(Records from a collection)
# # # # # # #

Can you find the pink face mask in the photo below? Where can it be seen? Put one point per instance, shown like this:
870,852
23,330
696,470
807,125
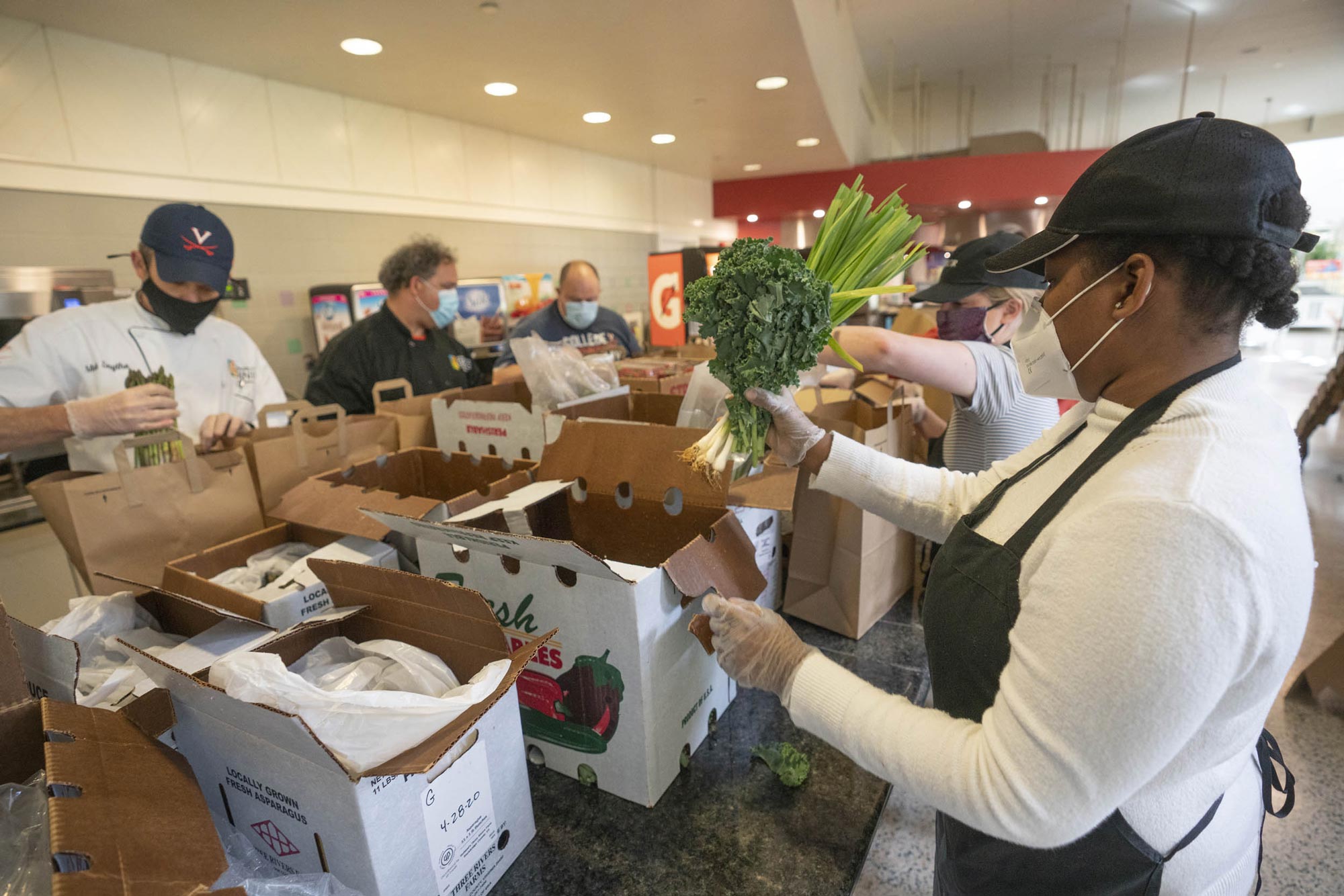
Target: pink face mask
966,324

# # # # # # #

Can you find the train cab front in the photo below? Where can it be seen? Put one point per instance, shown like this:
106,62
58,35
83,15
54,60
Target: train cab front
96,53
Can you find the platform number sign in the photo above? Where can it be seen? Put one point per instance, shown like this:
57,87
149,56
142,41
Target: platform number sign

# # # # # # #

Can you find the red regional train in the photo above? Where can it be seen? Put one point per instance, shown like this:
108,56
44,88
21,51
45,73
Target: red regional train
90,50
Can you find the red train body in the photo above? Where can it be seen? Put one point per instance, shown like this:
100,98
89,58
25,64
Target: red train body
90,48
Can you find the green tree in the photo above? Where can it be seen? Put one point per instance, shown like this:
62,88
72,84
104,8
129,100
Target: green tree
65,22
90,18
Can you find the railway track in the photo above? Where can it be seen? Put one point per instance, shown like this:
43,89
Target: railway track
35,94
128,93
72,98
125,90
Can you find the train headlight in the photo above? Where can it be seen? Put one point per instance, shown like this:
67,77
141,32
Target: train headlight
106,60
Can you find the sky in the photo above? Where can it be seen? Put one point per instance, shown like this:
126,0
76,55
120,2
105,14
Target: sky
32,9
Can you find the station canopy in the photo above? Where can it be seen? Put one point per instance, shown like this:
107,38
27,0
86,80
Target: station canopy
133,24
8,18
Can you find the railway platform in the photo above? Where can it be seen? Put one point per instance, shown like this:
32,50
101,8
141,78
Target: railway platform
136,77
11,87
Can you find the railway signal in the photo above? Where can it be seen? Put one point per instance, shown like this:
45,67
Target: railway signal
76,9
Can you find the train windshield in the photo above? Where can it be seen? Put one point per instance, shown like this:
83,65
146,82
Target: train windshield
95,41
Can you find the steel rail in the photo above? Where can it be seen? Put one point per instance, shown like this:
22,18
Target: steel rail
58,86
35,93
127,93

# # # # # # #

EXERCISE:
Copy out all lines above holding "below".

EXERCISE OUTPUT:
Can you find the pink face mask in the photo below? Where can it be seen? Put one point per instance, shown like this:
Can you find the train cab front in the photo below? Where can it be seen? Put one point per instance, shown like this:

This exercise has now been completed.